◆ **Input material**:
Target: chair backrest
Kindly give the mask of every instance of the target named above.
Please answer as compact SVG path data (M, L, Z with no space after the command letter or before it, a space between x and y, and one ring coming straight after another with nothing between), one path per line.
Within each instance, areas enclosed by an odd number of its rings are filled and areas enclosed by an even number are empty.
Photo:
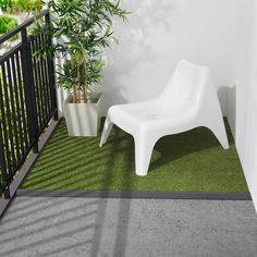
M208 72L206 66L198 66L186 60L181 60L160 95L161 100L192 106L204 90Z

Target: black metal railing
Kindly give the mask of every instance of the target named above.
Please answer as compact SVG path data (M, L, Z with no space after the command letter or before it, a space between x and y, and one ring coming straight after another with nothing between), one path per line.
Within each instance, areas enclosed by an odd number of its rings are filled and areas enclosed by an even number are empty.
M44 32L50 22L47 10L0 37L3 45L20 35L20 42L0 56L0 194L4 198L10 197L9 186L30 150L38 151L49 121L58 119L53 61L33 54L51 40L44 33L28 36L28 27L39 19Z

==

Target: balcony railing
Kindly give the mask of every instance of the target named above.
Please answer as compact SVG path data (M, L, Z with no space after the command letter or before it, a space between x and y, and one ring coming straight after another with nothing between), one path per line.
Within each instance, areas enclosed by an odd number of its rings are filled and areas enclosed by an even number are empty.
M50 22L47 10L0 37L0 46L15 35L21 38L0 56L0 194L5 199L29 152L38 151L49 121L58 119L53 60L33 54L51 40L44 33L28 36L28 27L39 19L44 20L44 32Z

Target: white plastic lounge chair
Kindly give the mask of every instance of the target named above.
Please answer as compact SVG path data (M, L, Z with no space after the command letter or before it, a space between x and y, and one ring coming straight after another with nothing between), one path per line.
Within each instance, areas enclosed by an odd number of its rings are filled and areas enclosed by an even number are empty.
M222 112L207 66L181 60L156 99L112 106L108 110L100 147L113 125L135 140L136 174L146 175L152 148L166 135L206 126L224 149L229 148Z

◆ **Task goal**: Rename "instance" to "object" in the material between the lines holding "Target: white plastic lounge chair" and "M222 112L207 66L181", inclusive. Give back only those lines, with nothing else changed.

◆ **Task output**:
Target: white plastic lounge chair
Kindly give the mask of every object of the target named above.
Please answer as compact SVG path data (M, L, Z with no space after the command letter or before it, a space between x and y, and one ring coming straight after another with nothing between), one path per line.
Within each object, areas enclosed by an odd number of its rings are filled and areas enclosed by an even number are empty.
M222 112L207 66L181 60L156 99L112 106L108 110L100 147L113 125L135 140L136 174L146 175L152 148L166 135L206 126L224 149L229 148Z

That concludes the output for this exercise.